Verbatim copy without pictures. Please print every entry as it stands.

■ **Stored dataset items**
+ + +

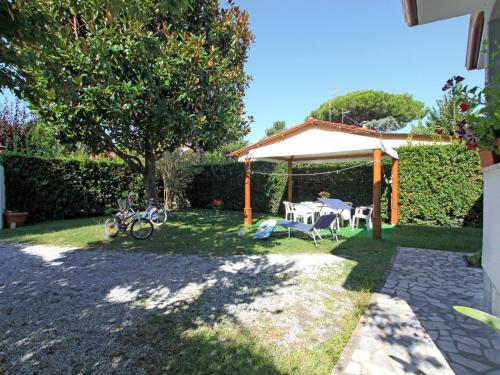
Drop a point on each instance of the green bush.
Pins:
(65, 188)
(439, 185)
(226, 182)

+ + +

■ **Result of this task**
Drop a point on each instance of the green bush.
Pins:
(65, 188)
(439, 185)
(226, 182)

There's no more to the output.